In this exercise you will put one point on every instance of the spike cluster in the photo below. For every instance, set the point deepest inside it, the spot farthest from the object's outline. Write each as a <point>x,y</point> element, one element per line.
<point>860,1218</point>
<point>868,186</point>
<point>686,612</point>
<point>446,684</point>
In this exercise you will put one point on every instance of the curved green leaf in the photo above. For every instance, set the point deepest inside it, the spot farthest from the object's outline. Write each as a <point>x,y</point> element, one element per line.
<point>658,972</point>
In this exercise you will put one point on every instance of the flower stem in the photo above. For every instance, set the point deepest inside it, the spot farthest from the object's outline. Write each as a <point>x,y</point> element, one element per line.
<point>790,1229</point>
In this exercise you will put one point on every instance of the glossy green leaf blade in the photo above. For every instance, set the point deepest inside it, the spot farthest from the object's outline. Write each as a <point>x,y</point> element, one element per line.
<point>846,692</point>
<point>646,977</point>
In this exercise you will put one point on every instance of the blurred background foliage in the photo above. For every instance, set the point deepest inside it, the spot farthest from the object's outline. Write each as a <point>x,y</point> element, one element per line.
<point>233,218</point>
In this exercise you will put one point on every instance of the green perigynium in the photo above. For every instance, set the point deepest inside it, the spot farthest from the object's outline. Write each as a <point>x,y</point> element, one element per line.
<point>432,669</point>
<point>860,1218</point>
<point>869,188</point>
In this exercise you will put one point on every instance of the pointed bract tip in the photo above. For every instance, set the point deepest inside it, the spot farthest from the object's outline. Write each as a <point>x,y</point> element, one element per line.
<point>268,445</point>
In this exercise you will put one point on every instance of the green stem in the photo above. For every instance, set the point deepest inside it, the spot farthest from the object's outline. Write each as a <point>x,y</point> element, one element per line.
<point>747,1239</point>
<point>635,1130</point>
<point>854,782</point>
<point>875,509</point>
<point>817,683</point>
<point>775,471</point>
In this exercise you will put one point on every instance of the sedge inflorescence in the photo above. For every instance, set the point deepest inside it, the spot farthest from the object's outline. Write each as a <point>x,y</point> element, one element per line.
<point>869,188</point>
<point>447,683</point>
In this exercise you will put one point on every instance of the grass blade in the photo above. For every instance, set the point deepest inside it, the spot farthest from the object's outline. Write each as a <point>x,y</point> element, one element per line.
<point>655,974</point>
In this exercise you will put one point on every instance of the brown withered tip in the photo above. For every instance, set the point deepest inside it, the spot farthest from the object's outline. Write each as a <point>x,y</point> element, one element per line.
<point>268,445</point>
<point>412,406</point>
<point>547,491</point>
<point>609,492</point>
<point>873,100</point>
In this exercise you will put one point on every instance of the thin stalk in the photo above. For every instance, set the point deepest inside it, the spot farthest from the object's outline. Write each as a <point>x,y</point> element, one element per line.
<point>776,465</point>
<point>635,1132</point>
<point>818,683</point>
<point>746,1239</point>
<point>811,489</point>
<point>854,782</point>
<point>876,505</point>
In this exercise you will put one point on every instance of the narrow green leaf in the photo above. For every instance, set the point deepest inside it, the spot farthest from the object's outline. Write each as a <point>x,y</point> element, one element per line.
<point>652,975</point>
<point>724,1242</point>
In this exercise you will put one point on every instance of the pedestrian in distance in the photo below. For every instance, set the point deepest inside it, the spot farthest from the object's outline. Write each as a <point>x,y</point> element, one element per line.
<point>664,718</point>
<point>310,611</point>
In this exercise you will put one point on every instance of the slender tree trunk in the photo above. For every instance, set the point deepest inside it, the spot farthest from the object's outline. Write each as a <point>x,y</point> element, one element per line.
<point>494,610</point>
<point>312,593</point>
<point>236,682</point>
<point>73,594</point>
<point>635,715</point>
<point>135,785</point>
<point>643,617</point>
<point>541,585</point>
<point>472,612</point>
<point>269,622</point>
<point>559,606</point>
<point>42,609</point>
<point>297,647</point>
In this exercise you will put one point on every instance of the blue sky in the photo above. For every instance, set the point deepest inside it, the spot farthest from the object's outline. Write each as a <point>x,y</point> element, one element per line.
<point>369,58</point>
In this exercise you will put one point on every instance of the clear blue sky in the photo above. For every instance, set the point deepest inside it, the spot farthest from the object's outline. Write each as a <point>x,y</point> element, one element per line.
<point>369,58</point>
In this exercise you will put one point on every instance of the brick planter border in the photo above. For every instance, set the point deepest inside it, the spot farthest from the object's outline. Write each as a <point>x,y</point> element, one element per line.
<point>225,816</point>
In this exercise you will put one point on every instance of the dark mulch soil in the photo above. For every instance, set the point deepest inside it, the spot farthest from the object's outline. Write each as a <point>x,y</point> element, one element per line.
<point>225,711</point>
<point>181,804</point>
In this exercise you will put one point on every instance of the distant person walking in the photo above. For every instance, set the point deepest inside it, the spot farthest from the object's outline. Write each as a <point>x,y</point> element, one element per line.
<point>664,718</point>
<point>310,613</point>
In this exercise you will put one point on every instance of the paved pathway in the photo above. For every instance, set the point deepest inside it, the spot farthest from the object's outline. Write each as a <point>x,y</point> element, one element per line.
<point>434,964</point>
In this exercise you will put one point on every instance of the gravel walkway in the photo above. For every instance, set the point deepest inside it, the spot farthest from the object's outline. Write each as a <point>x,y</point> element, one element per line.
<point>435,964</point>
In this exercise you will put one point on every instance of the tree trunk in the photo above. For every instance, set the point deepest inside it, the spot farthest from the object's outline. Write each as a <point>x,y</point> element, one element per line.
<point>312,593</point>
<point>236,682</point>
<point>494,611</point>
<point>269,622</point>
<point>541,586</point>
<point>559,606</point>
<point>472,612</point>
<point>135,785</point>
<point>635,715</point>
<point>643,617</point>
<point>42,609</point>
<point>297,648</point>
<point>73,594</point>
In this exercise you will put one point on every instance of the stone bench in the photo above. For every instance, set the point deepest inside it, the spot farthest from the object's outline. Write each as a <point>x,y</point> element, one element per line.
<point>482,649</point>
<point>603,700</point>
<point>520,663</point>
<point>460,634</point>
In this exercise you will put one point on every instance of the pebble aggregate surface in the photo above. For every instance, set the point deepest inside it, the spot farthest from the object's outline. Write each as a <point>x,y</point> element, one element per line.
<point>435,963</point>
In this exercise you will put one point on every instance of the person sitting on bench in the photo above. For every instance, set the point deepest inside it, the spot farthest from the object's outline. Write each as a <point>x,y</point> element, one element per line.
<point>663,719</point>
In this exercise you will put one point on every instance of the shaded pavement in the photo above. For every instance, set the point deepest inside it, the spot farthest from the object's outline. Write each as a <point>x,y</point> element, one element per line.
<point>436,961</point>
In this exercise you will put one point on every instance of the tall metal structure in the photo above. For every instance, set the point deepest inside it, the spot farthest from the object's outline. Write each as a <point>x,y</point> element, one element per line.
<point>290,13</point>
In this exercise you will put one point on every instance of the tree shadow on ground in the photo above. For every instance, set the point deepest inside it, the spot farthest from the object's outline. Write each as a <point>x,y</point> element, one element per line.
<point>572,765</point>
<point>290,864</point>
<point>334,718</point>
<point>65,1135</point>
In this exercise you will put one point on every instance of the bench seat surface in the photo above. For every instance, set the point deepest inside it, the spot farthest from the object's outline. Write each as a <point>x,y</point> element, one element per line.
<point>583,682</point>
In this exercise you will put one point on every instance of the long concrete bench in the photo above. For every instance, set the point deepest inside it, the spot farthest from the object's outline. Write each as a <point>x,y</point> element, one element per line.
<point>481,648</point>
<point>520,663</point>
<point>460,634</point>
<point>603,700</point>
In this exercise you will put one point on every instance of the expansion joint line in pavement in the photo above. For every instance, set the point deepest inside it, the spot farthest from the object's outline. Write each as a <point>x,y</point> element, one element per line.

EXERCISE INSTRUCTIONS:
All of the data above should be reproduced word for word.

ANSWER SPACE:
In this exercise you will put one point on every instance of the spike cluster in the photo below. For every instance, set the point deepest inside it, the spot farthest from the object's outline. Write each as a <point>x,y</point> element, one element per line.
<point>860,1218</point>
<point>868,186</point>
<point>686,612</point>
<point>446,684</point>
In this exercise you will put one point on every instance of the curved green leaf in the photo above. For every instance, set the point deepest inside it, the spot farthest from the object's outline. Write each as a <point>x,y</point> element, one element per line.
<point>658,972</point>
In this exercise you will put one point on every instance of the flower stem in the photo above. For every instance, set the point deepest inside it, the spot farthest from the object's outline. Write each as a <point>x,y</point> element, one element per line.
<point>790,1229</point>
In this exercise you will put one point on every instance of the glossy green leaf blade in the photo above. For every instance, set the point deepest inside it, the spot farthest from the object's outline. Write each as a <point>x,y</point> element, one element per line.
<point>846,692</point>
<point>646,977</point>
In this exercise you will put one point on every instance of the blurred background foliage in the photo above. For every instance, set the point deepest inside it, the spot farthest from the object's outline. Write each as a <point>x,y</point> element, one element per line.
<point>233,218</point>
In this exercise you will put one point on every instance of the green perigynium in the photo above. For every instance, set the point deepest inside it, the spot farthest from the object's outline. Write each as a <point>x,y</point> element, one element per line.
<point>432,669</point>
<point>860,1218</point>
<point>869,188</point>
In this exercise you will put one point on every instance of the pointed bract tip in the photo above. For every instance, set the point deepest inside it, the spot farthest from the object's outline. Write each as a <point>x,y</point> element, one element per line.
<point>268,445</point>
In this exercise you will put one point on every instance of the green stem in the photo above. For every instance, set the point deepest inside it, the spot farthest from the object's outline. Write each as a <point>x,y</point> element, one element per line.
<point>747,1239</point>
<point>635,1130</point>
<point>854,782</point>
<point>875,509</point>
<point>817,683</point>
<point>775,471</point>
In this exercise you will put one point on every instance of the sedge inflorescence in the photo above. For every instance, set the point deepest inside it, the spot farthest from the object's outline. Write each as a <point>x,y</point> element, one element per line.
<point>869,188</point>
<point>447,683</point>
In this exercise you will put one point on every instance of the grass blade in the photo above. For every instance, set the point deepest inside it, the spot farthest from the object's outline. Write each as a <point>x,y</point> element, one element per line.
<point>655,974</point>
In this exercise you will put one point on every instance of the brown withered tip in the photo above. For every instance, set the point deepest inside it, the spot farthest from the object's outline. Write each as a <point>x,y</point> element, one element per line.
<point>268,445</point>
<point>412,406</point>
<point>547,491</point>
<point>609,492</point>
<point>873,100</point>
In this exercise you will put one point on every instance of the thin stalk in the photo above. For every instance, set the point deepest inside it, the spot farthest from the object's outline. Write each as a <point>x,y</point> element, one element per line.
<point>776,465</point>
<point>635,1132</point>
<point>818,683</point>
<point>746,1239</point>
<point>811,489</point>
<point>854,782</point>
<point>876,505</point>
In this exercise you will put one point on every instance of the narrow green leaf in the photo above. For every instance, set the point deepest inside it, the spot farthest from the object's outline. Write each as a <point>x,y</point> element, one element per line.
<point>652,975</point>
<point>724,1242</point>
In this exercise you will put one point on every instance of the pedestrian in distance in the photo below. For every instance, set the point deepest inside it, the spot farthest from the object's outline. Write each as a <point>x,y</point> element, one element per line.
<point>664,718</point>
<point>310,611</point>
In this exercise you will put one point on every instance of the slender tree trunk in the photo above. For every instance, set the point deepest inside it, the spot farthest from the object's outline. Write each as a <point>x,y</point> element, one element per line.
<point>494,610</point>
<point>312,593</point>
<point>236,682</point>
<point>73,594</point>
<point>635,715</point>
<point>135,785</point>
<point>643,617</point>
<point>541,585</point>
<point>472,612</point>
<point>269,622</point>
<point>559,606</point>
<point>42,609</point>
<point>297,647</point>
In this exercise you will put one point on every instance of the blue sky in the photo above. For every instance, set the point deepest inside it, the spot farthest from the object's outline. Write each as a <point>x,y</point> element, one element per line.
<point>369,58</point>
In this exercise you will put one point on every instance of the clear blue sky in the photo above. For every instance, set the point deepest inside it, the spot farthest from the object's outline. Write each as a <point>x,y</point> element, one element per line.
<point>369,58</point>
In this exercise you will put one point on every instance of the brick planter border in the photo above. For every instance, set the point deepest inside it, the spot farthest from the object's outline. Write each as a <point>x,y</point> element, one element per line.
<point>225,816</point>
In this exercise you will put one point on every instance of the dark mulch soil in the photo above. For every instance, set the point deepest inside it, the spot farthest from the object's outline. Write each as a <point>x,y</point> element, one element per line.
<point>225,711</point>
<point>181,804</point>
In this exercise you will put one point on every instance of the distant person walking in the photo above. For every instance, set the point deepest inside it, the spot farthest from the object's outline. Write each as a <point>x,y</point> element, one element per line.
<point>664,718</point>
<point>310,613</point>
In this exercise you will put one point on every instance of the paved pathway in the photo above. For every instance, set the point deepest inside it, the spot farthest from the object's outline. Write each as a <point>x,y</point> element, one element per line.
<point>434,964</point>
In this exercise you will put one point on every instance of the gravel walkway in the photo above. For every instance, set the point deepest inside it, the spot farthest from the object's outline. Write each as a <point>x,y</point> element, one element per line.
<point>435,964</point>
In this exercise you will put one point on every instance of the tree trunk in the photo above. For every instance, set the point deepest inside it, the spot farthest from the object's outline. Write each as a <point>x,y</point> element, one element per line.
<point>312,593</point>
<point>236,682</point>
<point>494,611</point>
<point>269,622</point>
<point>541,586</point>
<point>559,606</point>
<point>472,612</point>
<point>135,785</point>
<point>635,715</point>
<point>643,617</point>
<point>42,609</point>
<point>297,648</point>
<point>73,594</point>
In this exercise you will put one point on every instance of the stone bench in the photo above. For every instance, set the point deepest inside it, the spot farthest from the object's outline. Write each as a <point>x,y</point> element, one element per line.
<point>482,649</point>
<point>603,700</point>
<point>520,663</point>
<point>460,634</point>
In this exercise you will put one point on every instance of the pebble aggregate surface in the photo above. For every instance, set the point deepest inside it, the spot farthest from the object's outline. Write each as a <point>x,y</point> element, one element per line.
<point>435,963</point>
In this exercise you will put one point on every instance of the person sitting on bench in the photo above. For every instance, set the point deepest inside it, the spot farthest from the object's outline. Write each as a <point>x,y</point> element, one element per line.
<point>663,719</point>
In this exercise you will put one point on every instance of the shaded pavement in the photo above. For every instance, set the point deepest inside it, the spot farthest from the object's outline. Write each as a <point>x,y</point> element, one element per line.
<point>436,961</point>
In this exercise you will put one point on every instance of the tall metal structure in the photo above. For every instance, set the point deepest inside it, the spot farthest from the object's outline. Write each as a <point>x,y</point> element, one element per line.
<point>290,13</point>
In this exercise you will put one point on every instance of the tree shadow on ground in the photo above. For every instance, set the point deepest inside it, the spot farthest from the object's outline. Write each as a <point>x,y</point> element, one element per line.
<point>572,765</point>
<point>290,864</point>
<point>334,718</point>
<point>65,1135</point>
In this exercise you will put one point on every instance of the bench seat surface in the photo above. For every instance, set the point deepest inside it, the spot farthest from the object's outline. Write each as a <point>x,y</point> element, one element per line.
<point>583,682</point>
In this exercise you will put one point on every instance of the long concrete bench in the photo above. For every instance, set the point deepest inside it, the spot farthest from the object's outline. Write each as a <point>x,y</point> element, one element per line.
<point>481,648</point>
<point>520,663</point>
<point>460,634</point>
<point>603,700</point>
In this exercise you will put one point on every instance of the expansion joint line in pavement in the photo above. For every instance, set the point deepest inside it, the spot farthest from the object's outline. Write each as a <point>x,y</point> element, one element per line.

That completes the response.